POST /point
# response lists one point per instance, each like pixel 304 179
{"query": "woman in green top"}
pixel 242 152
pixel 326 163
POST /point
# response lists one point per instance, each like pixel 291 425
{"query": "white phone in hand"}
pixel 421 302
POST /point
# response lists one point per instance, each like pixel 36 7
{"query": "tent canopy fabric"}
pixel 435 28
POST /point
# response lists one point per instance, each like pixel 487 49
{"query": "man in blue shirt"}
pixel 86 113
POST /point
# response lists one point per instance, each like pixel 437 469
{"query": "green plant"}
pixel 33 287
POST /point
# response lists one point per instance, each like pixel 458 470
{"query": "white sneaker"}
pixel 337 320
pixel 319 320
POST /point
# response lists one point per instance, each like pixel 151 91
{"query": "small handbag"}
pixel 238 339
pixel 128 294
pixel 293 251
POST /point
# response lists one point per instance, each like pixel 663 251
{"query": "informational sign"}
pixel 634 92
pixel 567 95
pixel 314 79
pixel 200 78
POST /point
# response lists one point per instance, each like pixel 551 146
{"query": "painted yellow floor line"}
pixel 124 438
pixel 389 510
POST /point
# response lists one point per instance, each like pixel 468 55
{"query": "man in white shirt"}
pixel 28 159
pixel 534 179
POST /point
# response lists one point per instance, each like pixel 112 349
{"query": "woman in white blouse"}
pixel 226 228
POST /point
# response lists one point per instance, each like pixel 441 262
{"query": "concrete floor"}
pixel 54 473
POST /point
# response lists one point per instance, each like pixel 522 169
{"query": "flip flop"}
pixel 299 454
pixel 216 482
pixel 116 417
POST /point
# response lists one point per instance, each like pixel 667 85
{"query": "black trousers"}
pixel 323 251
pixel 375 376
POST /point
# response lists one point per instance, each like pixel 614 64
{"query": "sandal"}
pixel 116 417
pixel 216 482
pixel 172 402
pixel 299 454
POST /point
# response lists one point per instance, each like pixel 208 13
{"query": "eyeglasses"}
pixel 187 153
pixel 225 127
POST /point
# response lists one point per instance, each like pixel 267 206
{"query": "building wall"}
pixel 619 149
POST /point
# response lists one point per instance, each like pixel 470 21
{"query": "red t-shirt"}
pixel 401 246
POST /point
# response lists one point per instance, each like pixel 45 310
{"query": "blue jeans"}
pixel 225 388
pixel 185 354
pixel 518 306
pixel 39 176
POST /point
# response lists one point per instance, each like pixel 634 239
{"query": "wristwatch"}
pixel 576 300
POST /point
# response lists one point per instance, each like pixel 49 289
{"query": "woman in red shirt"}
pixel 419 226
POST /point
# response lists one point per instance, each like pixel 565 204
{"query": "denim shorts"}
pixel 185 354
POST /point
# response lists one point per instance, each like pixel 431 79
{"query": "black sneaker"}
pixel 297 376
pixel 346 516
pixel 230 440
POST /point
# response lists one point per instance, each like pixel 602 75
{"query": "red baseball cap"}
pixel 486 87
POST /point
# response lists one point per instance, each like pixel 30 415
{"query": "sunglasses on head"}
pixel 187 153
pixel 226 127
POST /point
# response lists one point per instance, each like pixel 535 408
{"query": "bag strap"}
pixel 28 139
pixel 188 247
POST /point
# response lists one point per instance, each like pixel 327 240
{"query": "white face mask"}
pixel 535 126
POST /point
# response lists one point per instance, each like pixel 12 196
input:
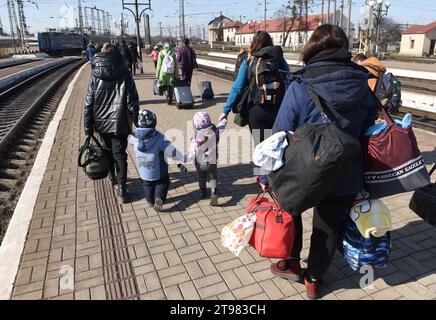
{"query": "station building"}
pixel 419 40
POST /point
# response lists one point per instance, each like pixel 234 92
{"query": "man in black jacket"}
pixel 112 103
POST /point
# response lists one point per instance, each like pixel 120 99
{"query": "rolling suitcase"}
pixel 183 95
pixel 423 202
pixel 157 88
pixel 205 88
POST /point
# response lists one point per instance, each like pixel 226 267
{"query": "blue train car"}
pixel 57 44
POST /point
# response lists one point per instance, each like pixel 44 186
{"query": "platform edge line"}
pixel 16 235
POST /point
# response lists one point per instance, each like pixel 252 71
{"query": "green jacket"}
pixel 165 78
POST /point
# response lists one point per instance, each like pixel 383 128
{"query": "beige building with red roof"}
pixel 230 30
pixel 419 40
pixel 299 33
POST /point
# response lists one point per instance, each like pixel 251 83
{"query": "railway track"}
pixel 25 112
pixel 422 119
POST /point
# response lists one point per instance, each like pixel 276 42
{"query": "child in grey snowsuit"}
pixel 151 149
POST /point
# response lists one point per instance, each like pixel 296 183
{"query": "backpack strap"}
pixel 317 101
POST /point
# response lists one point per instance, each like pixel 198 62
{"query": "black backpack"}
pixel 315 160
pixel 266 81
pixel 93 159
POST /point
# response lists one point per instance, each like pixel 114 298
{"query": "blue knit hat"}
pixel 147 119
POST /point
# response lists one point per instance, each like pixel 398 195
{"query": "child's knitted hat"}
pixel 202 120
pixel 147 119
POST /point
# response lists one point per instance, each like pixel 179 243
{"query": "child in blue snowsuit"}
pixel 151 149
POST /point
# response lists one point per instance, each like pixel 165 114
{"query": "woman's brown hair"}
pixel 261 40
pixel 109 48
pixel 324 37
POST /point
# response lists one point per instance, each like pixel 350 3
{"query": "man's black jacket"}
pixel 112 102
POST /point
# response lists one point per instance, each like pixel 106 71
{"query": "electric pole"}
pixel 264 15
pixel 13 23
pixel 80 16
pixel 23 25
pixel 137 15
pixel 147 32
pixel 350 36
pixel 182 19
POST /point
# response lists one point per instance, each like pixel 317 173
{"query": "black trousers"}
pixel 115 148
pixel 329 219
pixel 207 173
pixel 156 189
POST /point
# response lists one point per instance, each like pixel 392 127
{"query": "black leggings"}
pixel 329 219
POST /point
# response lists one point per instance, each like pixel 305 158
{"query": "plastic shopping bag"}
pixel 236 235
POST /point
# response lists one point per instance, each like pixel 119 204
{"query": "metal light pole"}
pixel 137 17
pixel 350 3
pixel 379 14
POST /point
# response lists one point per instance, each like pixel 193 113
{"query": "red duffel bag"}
pixel 274 230
pixel 393 162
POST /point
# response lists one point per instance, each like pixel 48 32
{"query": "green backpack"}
pixel 93 159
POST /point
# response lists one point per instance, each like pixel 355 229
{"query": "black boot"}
pixel 122 193
pixel 214 198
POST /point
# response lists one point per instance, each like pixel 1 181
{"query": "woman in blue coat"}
pixel 343 89
pixel 260 118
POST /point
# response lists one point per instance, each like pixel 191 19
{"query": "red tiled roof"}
pixel 232 24
pixel 421 29
pixel 279 25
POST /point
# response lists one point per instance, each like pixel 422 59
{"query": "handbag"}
pixel 274 230
pixel 316 160
pixel 93 159
pixel 393 162
pixel 359 251
pixel 423 202
pixel 236 235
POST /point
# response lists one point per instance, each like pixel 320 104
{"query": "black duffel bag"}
pixel 315 162
pixel 423 202
pixel 93 159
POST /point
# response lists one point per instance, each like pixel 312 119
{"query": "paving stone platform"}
pixel 83 244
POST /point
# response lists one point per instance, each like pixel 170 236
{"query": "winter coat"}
▬▬▬▬▬▬
### Exercise aim
Go through the listing and restate each line word for word, leaving out the pictures.

### Completed exercise
POST /point
# response lists one point per instance, each like pixel 304 179
{"query": "woman in green top"}
pixel 242 152
pixel 326 163
POST /point
# response lists one point per instance, each like pixel 291 425
{"query": "white phone in hand"}
pixel 421 302
POST /point
# response lists one point per instance, each like pixel 36 7
{"query": "tent canopy fabric"}
pixel 435 28
POST /point
# response lists one point per instance, each like pixel 487 49
{"query": "man in blue shirt"}
pixel 86 113
POST /point
# response lists one point per instance, each like pixel 437 469
{"query": "green plant"}
pixel 33 287
POST /point
# response lists one point per instance, each like pixel 458 470
{"query": "white sneaker"}
pixel 337 320
pixel 319 320
POST /point
# response lists one point per instance, each like pixel 151 91
{"query": "small handbag"}
pixel 238 339
pixel 128 294
pixel 293 251
POST /point
# response lists one point per instance, each like pixel 663 251
{"query": "informational sign"}
pixel 634 92
pixel 567 95
pixel 314 79
pixel 200 78
POST /point
# response lists one point per instance, each like pixel 551 146
{"query": "painted yellow floor line"}
pixel 124 438
pixel 389 510
POST /point
# response lists one point per instance, each like pixel 468 55
{"query": "man in white shirt"}
pixel 28 159
pixel 534 179
POST /point
# response lists one point per instance, each like pixel 112 349
{"query": "woman in white blouse"}
pixel 226 228
POST /point
# response lists one point per instance, each like pixel 441 262
{"query": "concrete floor"}
pixel 54 473
POST /point
# response lists one point per instance, each like pixel 522 169
{"query": "flip flop"}
pixel 299 454
pixel 216 482
pixel 116 417
POST /point
# response lists one point per instance, each like pixel 667 85
{"query": "black trousers"}
pixel 323 251
pixel 375 376
POST /point
# response lists one point per instance, each like pixel 614 64
{"query": "sandal"}
pixel 116 417
pixel 216 482
pixel 172 402
pixel 299 454
POST /point
# response lists one point per instance, each like pixel 208 13
{"query": "eyeglasses"}
pixel 187 153
pixel 225 127
POST /point
# response lists one point per instance, each like pixel 267 206
{"query": "building wall"}
pixel 619 149
POST /point
# response lists one point per instance, each like pixel 470 21
{"query": "red t-shirt"}
pixel 401 246
POST /point
# response lists one point per instance, each like pixel 45 310
{"query": "blue jeans"}
pixel 225 388
pixel 185 354
pixel 518 306
pixel 39 176
POST /point
# response lists one point per instance, each like pixel 634 239
{"query": "wristwatch"}
pixel 576 300
POST /point
# response lists one point per instance, each like pixel 49 289
{"query": "woman in red shirt"}
pixel 419 226
POST /point
# response lists one point per instance, each like pixel 565 204
{"query": "denim shorts"}
pixel 185 354
POST /point
# response lists one point per instance, each like pixel 431 79
{"query": "black sneaker"}
pixel 297 376
pixel 346 516
pixel 230 440
POST /point
# response lists one point per instance, each like pixel 602 75
{"query": "red baseball cap"}
pixel 486 87
POST /point
# response lists one point per instance, each like pixel 30 415
{"query": "sunglasses on head"}
pixel 187 153
pixel 226 127
POST /point
# response lists one point per instance, each like pixel 535 408
{"query": "bag strap"}
pixel 28 139
pixel 188 247
POST /point
# response lists one point per instance, each like pixel 327 240
{"query": "white face mask"}
pixel 535 126
POST /point
# response lists one point per instance, each like pixel 12 196
input:
{"query": "station building"}
pixel 419 40
POST /point
# response lists one point per instance, each like pixel 234 92
{"query": "man in black jacket"}
pixel 112 103
POST /point
# response lists one point per instance, each like pixel 120 99
{"query": "rolling suitcase"}
pixel 183 95
pixel 423 202
pixel 157 88
pixel 205 88
POST /point
# response lists one point per instance, each like pixel 226 267
{"query": "blue train car"}
pixel 57 44
POST /point
# response lists one point per instance, each like pixel 44 186
{"query": "platform edge line"}
pixel 16 235
POST /point
# response lists one point per instance, each like pixel 252 71
{"query": "green jacket"}
pixel 165 78
POST /point
# response lists one point per instance, each like pixel 383 128
{"query": "beige building with red roof"}
pixel 230 30
pixel 419 40
pixel 299 33
POST /point
# response lists one point per instance, each like pixel 251 83
{"query": "railway track"}
pixel 25 112
pixel 422 119
POST /point
# response lists one point per instance, each like pixel 276 42
{"query": "child in grey snowsuit"}
pixel 151 149
POST /point
# response lists one point per instance, each like pixel 296 183
{"query": "backpack strap"}
pixel 317 101
POST /point
# response lists one point per instance, each like pixel 198 62
{"query": "black backpack"}
pixel 315 160
pixel 266 81
pixel 93 159
POST /point
# response lists one point per instance, each like pixel 114 298
{"query": "blue knit hat"}
pixel 147 119
POST /point
# response lists one point per instance, each like pixel 398 195
{"query": "child's knitted hat"}
pixel 202 120
pixel 147 119
POST /point
# response lists one point per instance, each like pixel 179 243
{"query": "child in blue snowsuit"}
pixel 151 149
POST /point
# response lists one point per instance, each like pixel 165 114
{"query": "woman's brown hair"}
pixel 261 40
pixel 109 48
pixel 324 37
POST /point
# response lists one point per instance, each like pixel 350 3
{"query": "man's black jacket"}
pixel 112 102
POST /point
# response lists one point per instance, each like pixel 106 71
{"query": "electric pole"}
pixel 264 15
pixel 13 23
pixel 80 16
pixel 23 25
pixel 137 15
pixel 147 32
pixel 350 36
pixel 182 19
POST /point
# response lists one point per instance, each like pixel 317 173
{"query": "black trousers"}
pixel 115 148
pixel 329 219
pixel 207 173
pixel 156 189
POST /point
# response lists one point per instance, each like pixel 392 127
{"query": "black leggings"}
pixel 329 219
POST /point
# response lists one point per instance, each like pixel 305 158
{"query": "plastic shopping bag"}
pixel 236 235
POST /point
# response lists one point per instance, each like pixel 119 204
{"query": "metal light pole"}
pixel 137 17
pixel 350 3
pixel 379 14
POST /point
# response lists one point per instance, each like pixel 193 113
{"query": "red duffel bag"}
pixel 274 230
pixel 393 162
POST /point
# response lists one point per instance, each like pixel 48 32
{"query": "green backpack"}
pixel 93 159
POST /point
# response lists one point per instance, each like pixel 355 229
{"query": "black boot"}
pixel 122 193
pixel 214 198
POST /point
# response lists one point per instance, each like pixel 1 181
{"query": "woman in blue coat"}
pixel 343 89
pixel 260 118
POST /point
# response lists one point per instance, each like pixel 191 19
{"query": "red tiled roof"}
pixel 232 24
pixel 421 29
pixel 279 25
POST /point
# response lists one point per instance, each like pixel 422 59
{"query": "handbag"}
pixel 274 230
pixel 316 160
pixel 93 159
pixel 393 162
pixel 359 251
pixel 423 202
pixel 236 235
POST /point
# response lists one point per instance, each like pixel 320 104
{"query": "black duffel bag"}
pixel 315 162
pixel 423 202
pixel 93 159
POST /point
# response lists one point per instance, each like pixel 312 119
{"query": "paving stone platform"}
pixel 83 244
POST /point
# response lists one point per instance, each like pixel 170 236
{"query": "winter coat"}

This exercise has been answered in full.